Please reproduce the data below line for line, leaving out the pictures.

## Begin

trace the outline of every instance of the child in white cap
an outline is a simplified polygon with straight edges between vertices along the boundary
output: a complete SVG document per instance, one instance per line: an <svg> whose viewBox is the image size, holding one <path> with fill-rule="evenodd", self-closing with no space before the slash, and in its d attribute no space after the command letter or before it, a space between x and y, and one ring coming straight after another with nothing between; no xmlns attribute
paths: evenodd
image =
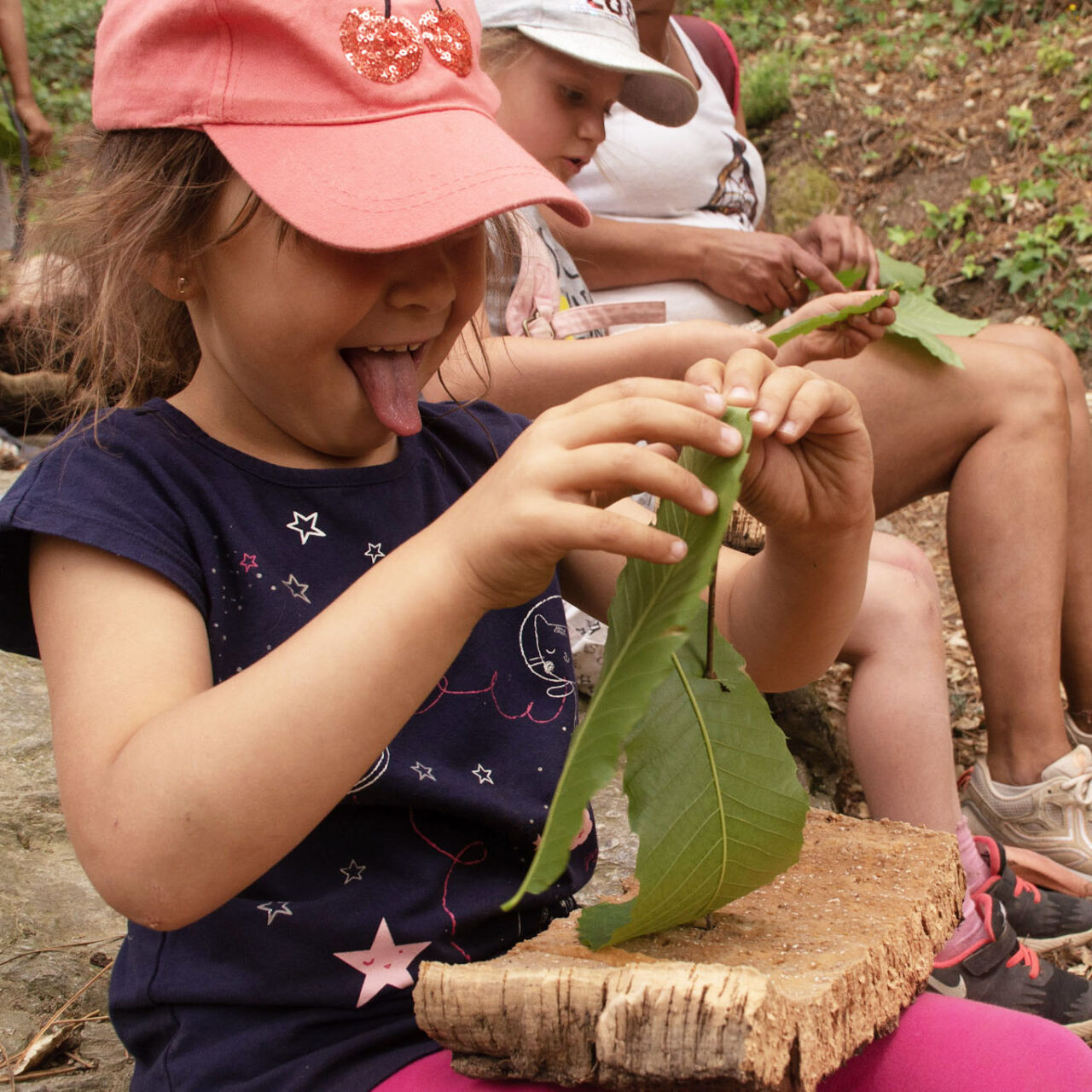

## End

COMPLETE RESPONSE:
trace the outline of every instance of the child in white cap
an outline is a simplified polygon with straight edges between vertices along the boundary
output: a complete SVG document per instance, one instance per line: an <svg> whose viewBox is the image size, holding one <path> with fill-rule="evenodd", self-closing with no space before the slash, and in its d attribute no space after the command letter or before it, a space between x and y, and one ring coming straight after another with nothing between; no xmlns attribute
paths: evenodd
image =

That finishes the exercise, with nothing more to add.